* [Input material]:
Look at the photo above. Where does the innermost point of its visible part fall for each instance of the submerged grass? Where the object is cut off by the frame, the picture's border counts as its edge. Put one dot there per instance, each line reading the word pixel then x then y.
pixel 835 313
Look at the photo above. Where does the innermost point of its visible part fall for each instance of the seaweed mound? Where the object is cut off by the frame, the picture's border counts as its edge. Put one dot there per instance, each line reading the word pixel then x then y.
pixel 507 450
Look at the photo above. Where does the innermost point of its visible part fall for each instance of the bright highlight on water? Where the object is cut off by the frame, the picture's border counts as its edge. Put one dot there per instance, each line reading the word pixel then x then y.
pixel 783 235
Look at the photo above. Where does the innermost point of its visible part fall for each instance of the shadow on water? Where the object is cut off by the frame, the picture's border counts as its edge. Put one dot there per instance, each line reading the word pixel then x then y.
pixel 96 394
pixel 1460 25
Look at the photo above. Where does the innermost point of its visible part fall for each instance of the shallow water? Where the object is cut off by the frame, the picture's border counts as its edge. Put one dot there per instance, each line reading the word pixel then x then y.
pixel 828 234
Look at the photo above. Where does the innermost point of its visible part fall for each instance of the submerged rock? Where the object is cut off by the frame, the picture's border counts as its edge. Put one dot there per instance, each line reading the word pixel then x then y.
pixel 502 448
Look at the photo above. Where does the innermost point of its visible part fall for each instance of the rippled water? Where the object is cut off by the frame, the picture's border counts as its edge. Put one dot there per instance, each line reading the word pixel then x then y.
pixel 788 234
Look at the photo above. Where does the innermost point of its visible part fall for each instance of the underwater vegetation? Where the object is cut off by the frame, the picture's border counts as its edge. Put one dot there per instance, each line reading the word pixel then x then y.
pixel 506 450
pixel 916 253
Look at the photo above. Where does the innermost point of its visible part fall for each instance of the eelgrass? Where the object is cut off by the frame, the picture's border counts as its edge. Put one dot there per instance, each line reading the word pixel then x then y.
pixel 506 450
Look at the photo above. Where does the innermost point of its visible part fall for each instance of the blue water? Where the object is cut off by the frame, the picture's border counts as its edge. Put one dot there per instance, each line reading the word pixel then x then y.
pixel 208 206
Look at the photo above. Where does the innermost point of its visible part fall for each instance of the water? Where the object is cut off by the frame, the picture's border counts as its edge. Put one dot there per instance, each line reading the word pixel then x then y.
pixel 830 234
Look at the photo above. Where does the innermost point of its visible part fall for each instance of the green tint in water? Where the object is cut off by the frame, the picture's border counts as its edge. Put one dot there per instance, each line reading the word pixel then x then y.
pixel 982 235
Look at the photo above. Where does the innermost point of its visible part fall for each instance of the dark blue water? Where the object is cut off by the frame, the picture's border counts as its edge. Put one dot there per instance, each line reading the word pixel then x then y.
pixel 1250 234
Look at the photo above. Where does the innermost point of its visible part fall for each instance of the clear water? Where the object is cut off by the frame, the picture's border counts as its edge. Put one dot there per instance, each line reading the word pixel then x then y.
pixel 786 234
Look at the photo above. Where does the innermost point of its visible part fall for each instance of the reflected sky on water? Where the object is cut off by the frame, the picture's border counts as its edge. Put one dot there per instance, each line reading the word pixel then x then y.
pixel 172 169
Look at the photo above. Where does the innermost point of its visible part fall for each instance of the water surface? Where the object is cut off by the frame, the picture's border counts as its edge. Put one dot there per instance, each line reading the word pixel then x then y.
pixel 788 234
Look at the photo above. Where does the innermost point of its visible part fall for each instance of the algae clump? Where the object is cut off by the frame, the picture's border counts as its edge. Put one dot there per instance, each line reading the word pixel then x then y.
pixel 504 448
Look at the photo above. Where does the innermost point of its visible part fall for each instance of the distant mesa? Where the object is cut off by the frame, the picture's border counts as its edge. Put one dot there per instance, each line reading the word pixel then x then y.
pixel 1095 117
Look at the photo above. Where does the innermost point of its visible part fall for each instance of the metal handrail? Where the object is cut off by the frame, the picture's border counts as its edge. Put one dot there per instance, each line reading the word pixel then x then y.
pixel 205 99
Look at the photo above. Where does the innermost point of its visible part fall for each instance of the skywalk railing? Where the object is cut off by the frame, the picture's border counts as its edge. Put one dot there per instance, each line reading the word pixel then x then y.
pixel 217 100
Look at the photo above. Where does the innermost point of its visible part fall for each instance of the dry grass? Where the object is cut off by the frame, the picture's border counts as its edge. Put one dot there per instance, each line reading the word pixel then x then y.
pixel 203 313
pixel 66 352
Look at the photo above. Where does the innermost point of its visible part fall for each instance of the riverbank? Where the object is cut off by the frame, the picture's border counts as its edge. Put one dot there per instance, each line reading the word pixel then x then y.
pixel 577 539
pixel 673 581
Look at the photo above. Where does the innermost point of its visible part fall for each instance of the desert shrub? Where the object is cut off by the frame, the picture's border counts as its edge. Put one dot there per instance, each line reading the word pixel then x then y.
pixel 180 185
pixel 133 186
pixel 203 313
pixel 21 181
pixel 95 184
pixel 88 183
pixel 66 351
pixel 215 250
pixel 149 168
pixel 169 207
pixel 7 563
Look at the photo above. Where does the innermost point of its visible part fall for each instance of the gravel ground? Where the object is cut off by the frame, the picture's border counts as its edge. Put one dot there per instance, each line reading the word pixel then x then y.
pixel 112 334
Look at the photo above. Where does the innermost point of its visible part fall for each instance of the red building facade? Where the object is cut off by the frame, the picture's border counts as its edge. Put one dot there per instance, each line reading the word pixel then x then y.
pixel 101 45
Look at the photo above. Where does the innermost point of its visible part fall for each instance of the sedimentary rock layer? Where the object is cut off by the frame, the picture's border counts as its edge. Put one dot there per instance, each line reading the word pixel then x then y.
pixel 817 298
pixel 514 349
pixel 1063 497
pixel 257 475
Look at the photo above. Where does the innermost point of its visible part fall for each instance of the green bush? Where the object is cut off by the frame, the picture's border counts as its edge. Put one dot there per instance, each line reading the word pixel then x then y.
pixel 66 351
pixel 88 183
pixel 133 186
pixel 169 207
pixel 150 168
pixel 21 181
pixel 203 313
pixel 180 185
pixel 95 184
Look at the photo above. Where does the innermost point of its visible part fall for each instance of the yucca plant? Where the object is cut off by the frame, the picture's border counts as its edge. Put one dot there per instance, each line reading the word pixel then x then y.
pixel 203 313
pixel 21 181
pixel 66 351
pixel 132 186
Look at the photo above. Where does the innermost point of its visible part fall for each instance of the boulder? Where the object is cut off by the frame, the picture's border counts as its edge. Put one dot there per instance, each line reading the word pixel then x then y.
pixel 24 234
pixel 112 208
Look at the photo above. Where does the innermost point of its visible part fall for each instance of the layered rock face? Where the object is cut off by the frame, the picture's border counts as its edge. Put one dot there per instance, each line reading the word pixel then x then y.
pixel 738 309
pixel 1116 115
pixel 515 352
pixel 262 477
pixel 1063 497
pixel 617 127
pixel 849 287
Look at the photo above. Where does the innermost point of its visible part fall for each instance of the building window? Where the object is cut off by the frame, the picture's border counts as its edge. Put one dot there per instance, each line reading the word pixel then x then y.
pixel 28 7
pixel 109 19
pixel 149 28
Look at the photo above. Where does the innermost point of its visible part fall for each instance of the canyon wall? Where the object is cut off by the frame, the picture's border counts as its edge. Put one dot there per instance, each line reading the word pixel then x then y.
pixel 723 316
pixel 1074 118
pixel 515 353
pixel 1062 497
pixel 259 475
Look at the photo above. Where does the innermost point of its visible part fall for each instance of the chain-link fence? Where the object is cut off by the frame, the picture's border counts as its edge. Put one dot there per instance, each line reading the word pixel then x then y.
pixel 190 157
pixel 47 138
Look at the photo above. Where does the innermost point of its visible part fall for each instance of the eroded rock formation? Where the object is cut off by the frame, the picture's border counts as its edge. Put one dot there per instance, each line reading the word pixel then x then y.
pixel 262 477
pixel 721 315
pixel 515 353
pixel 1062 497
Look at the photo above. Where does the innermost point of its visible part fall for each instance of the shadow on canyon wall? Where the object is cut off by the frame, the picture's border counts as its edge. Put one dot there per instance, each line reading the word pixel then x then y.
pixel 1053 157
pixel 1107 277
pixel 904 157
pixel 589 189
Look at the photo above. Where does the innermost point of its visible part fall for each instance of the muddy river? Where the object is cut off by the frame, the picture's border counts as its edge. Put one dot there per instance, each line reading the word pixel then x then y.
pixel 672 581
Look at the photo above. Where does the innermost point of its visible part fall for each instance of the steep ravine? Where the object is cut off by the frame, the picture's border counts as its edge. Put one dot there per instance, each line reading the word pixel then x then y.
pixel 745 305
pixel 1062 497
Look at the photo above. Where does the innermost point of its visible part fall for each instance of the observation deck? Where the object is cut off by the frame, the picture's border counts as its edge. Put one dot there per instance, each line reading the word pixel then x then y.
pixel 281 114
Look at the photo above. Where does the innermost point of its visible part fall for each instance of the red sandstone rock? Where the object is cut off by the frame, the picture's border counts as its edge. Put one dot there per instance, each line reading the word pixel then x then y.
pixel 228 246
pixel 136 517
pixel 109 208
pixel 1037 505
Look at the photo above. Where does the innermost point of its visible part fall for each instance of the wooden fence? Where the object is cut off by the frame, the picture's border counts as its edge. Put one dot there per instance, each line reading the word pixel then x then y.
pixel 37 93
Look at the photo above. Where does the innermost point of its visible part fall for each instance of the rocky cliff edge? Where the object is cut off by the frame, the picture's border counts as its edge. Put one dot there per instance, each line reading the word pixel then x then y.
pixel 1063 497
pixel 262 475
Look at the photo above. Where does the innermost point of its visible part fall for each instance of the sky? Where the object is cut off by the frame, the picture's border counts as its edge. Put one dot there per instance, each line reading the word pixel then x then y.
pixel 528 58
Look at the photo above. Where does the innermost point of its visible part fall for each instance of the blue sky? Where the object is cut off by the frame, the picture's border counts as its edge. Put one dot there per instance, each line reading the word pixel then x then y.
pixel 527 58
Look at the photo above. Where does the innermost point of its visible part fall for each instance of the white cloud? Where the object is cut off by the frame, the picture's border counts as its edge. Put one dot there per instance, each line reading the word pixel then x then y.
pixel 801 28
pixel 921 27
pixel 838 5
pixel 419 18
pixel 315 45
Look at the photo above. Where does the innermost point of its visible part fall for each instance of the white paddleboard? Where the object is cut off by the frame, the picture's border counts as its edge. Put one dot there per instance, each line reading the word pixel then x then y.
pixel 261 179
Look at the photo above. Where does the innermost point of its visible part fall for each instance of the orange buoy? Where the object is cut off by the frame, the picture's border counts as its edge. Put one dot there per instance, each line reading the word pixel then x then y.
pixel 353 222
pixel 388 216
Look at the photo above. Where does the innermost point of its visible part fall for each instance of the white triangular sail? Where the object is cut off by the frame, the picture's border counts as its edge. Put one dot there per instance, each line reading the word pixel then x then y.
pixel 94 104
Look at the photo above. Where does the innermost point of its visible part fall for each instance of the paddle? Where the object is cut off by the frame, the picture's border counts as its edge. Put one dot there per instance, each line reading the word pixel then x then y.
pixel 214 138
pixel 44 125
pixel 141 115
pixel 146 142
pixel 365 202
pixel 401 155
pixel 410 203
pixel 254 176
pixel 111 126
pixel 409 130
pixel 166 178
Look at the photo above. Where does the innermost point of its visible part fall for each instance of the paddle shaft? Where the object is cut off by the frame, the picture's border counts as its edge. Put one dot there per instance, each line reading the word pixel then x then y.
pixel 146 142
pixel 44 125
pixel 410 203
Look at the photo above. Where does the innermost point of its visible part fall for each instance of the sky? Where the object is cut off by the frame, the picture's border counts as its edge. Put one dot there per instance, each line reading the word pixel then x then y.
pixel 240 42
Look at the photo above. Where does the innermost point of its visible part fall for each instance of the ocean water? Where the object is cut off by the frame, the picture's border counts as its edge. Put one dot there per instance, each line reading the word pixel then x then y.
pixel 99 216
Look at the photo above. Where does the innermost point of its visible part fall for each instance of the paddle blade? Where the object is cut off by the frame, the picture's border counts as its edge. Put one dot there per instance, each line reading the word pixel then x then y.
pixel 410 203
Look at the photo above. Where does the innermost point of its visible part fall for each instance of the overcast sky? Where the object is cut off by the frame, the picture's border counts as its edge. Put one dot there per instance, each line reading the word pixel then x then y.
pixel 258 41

* [About this exercise]:
With the line containing "the paddle blade?" as the start, transcribe each line through the end of the listing above, exactly and only.

* [Solution]:
Look at the photo above. Where does the innermost point of its visible part fall for each instance of the paddle blade? Where the object is cut off by the frame, the picture's border counts as its edge. Put one dot there per instance, each line reading the word pixel then x then y.
pixel 410 203
Look at the photo above. Where does the innermost point of its visible part fall for each instance of the overcast sky? Where the object is cut off by the frame, the picture's border counts as its edge. Put one dot there per instance, each line reading the word pixel then x then y.
pixel 258 41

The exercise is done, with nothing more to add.